• GIVEN PASSAGE:
Oct 7


The monument to the 5th New York Cavalry Regiment is located on Bushman Hill. Unless you already know how to get to it, it might not be the easiest monument to find at Gettysburg National Military Park. This view was taken facing northeast at approximately 5:15 PM on Wednesday, October 6, 2010.

The monument to the 5th New York Cavalry Regiment is located on Bushman Hill, southwest of Big Round Top. The monument and some other monuments in the area are in the need of some good cleaning.


Let’s say that you are a first time visitor (or an infrequent visitor) to Gettysburg and that you had a relative in the 5th New York Cavalry Regiment. You want to visit the monument, so you go to the National Park Service Information desk. They might point to its location on a map, and they might know that there are signs directing you to it from South Confederate Avenue. So you drive to the south end of the battlefield. You stand on Warfield Ridge on South Confederate Avenue by Reilly’s North Carolina Battery’s position. Big Round Top is the tallest trees in the center background. Bushman Hill is marked by the tallest trees to the right of Big Round Top. This view was taken facing northeast at approximately 5:15 PM on Wednesday, October 6, 2009.


You drive down Warfield Ridge, into the woods, and around the curve in the distance. This view was taken facing south at approximately 5:15 PM on Wednesday, October 6, 2010.

• DATA ENTRIES:
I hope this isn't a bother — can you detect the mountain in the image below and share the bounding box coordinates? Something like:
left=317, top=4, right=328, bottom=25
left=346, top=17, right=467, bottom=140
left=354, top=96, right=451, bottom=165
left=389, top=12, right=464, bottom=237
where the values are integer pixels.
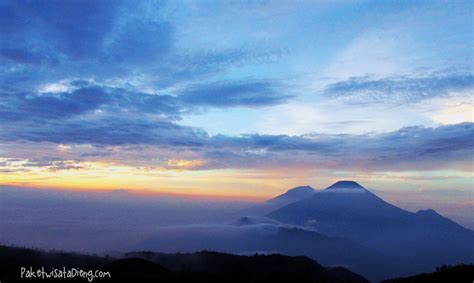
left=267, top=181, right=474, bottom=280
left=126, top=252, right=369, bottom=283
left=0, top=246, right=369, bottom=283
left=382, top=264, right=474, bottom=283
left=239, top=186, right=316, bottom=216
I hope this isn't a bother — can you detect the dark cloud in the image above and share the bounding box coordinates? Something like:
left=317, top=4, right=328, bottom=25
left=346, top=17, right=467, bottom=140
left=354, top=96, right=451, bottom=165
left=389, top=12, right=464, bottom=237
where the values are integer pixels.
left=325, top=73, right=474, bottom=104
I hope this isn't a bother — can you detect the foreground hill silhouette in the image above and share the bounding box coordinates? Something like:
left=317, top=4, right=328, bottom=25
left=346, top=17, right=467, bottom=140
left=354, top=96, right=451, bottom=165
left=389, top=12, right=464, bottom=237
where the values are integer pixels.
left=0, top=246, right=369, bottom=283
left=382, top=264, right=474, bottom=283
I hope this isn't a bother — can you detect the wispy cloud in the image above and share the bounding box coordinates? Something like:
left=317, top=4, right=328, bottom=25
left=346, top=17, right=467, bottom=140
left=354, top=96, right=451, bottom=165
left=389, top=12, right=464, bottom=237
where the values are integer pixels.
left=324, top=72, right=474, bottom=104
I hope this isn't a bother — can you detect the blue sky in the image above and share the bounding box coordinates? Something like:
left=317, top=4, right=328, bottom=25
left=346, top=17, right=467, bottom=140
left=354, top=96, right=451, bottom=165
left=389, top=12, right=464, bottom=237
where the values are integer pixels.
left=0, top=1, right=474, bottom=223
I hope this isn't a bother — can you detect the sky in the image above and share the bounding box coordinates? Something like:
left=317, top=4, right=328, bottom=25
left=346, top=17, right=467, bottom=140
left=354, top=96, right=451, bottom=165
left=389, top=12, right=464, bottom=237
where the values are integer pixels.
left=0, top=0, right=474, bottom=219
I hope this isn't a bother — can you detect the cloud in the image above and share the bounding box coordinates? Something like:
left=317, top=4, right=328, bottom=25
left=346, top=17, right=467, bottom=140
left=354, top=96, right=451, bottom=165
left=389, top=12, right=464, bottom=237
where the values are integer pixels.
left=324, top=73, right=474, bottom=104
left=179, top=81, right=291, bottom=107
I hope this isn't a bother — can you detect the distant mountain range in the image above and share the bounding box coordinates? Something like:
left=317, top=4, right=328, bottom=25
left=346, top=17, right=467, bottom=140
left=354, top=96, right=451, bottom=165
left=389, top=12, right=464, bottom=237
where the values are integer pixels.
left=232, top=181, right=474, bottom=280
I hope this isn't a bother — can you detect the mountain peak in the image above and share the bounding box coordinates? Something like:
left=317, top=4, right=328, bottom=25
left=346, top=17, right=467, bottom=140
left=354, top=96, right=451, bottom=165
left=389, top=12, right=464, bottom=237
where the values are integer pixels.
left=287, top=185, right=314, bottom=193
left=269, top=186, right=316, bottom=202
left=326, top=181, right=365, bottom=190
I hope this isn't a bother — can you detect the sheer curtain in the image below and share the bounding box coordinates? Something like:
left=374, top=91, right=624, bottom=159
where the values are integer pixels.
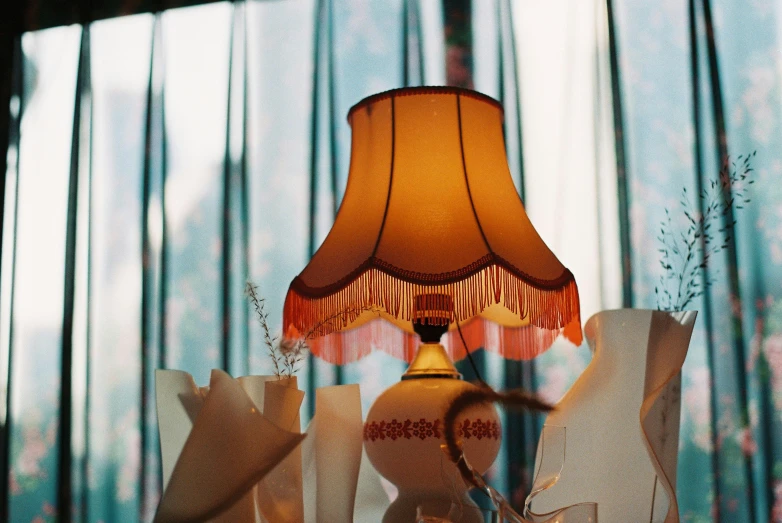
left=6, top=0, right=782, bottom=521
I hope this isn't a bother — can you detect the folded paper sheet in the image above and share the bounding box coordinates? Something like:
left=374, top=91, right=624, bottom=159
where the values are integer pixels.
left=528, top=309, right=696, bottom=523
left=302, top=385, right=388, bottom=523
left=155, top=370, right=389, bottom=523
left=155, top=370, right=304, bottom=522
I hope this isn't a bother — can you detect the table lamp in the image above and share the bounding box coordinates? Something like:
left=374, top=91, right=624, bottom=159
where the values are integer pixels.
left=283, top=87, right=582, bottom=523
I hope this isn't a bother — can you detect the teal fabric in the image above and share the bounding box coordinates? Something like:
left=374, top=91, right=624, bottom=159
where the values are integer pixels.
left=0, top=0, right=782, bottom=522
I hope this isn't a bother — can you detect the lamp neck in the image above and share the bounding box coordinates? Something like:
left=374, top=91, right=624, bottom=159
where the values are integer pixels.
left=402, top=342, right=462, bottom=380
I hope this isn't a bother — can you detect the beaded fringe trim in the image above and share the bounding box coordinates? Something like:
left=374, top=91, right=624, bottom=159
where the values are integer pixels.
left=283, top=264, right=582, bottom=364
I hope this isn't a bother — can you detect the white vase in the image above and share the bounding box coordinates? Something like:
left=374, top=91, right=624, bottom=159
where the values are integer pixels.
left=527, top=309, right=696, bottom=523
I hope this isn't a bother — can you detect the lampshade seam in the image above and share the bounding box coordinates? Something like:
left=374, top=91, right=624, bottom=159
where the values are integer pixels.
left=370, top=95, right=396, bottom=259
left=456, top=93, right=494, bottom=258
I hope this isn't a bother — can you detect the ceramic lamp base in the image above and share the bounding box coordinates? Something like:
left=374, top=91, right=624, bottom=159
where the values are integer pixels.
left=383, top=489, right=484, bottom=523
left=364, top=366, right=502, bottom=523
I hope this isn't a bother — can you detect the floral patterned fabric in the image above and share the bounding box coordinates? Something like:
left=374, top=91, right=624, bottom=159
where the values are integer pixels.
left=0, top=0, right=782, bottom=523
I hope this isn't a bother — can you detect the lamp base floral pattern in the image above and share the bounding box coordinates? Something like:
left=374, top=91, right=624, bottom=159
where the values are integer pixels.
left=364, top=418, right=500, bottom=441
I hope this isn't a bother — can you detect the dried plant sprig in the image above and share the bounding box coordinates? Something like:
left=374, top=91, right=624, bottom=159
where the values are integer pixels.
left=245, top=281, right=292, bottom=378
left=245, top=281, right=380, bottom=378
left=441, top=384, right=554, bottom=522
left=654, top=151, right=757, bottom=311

• TO DO:
a - Answer these from the Gettysburg monument text:
(i) In which direction from Big Round Top does Bushman Hill lie?
(ii) Whose position on Warfield Ridge does the visitor stand beside?
(iii) Which way was the camera facing for the final view?
b - Turn the paragraph of the Gettysburg monument text that begins "Let's say that you are a first time visitor" into a short list that keeps its main facts.
c - Resume the Gettysburg monument walkthrough from its last sentence, describing the rest of the visitor's route to the 5th New York Cavalry monument.
The records are separate material from the Gettysburg text above them.

• EXPECTED RESPONSES:
a -
(i) Southwest.
(ii) Reilly's North Carolina Battery's position.
(iii) South.

b -
- Imagine a first-time or infrequent Gettysburg visitor who had a relative in the 5th New York Cavalry Regiment and wants to see its monument.
- At the National Park Service Information desk, staff might point out its location on a map and mention signs leading to it from South Confederate Avenue.
- The visitor drives to the south end of the battlefield and stands on Warfield Ridge on South Confederate Avenue, by Reilly's North Carolina Battery's position.
- From there, Big Round Top is the tallest trees in the center background, and Bushman Hill is the tallest trees to its right.
- The view faces northeast and was taken at about 5:15 PM on Wednesday, October 6, 2009.

c -
Here on the right is the marker for Farnsworth’s Brigade, of which the 5th New York was a member. You know you’re almost there. This view was taken facing southeast at approximately 5:15 PM on Wednesday, October 6, 2009.


You keep going a couple of yards, something makes you turn around, and what do you see? On the right is one of the new horsey highways. On the left of the road, however, is a sign. Could this be it? This view was taken facing southwest at approximately 5:15 PM on Wednesday, October 6, 2010.


Success. Now all you have to do is follow the path to the monument. Of course if there wasn’t a path here, this sign wouldn’t be here, right? Or if there wasn’t a path here, the National Park Service would have a sign stating that there really isn’t a path here right? This view was taken facing south at approximately 5:15 PM on Wednesday, October 6, 2010.


And look. The National Park Service has nicely killed some of the undergrowth in the area so that you can easily make it to the monument. This view was taken facing south at approximately 5:15 PM on Wednesday, October 6, 2010.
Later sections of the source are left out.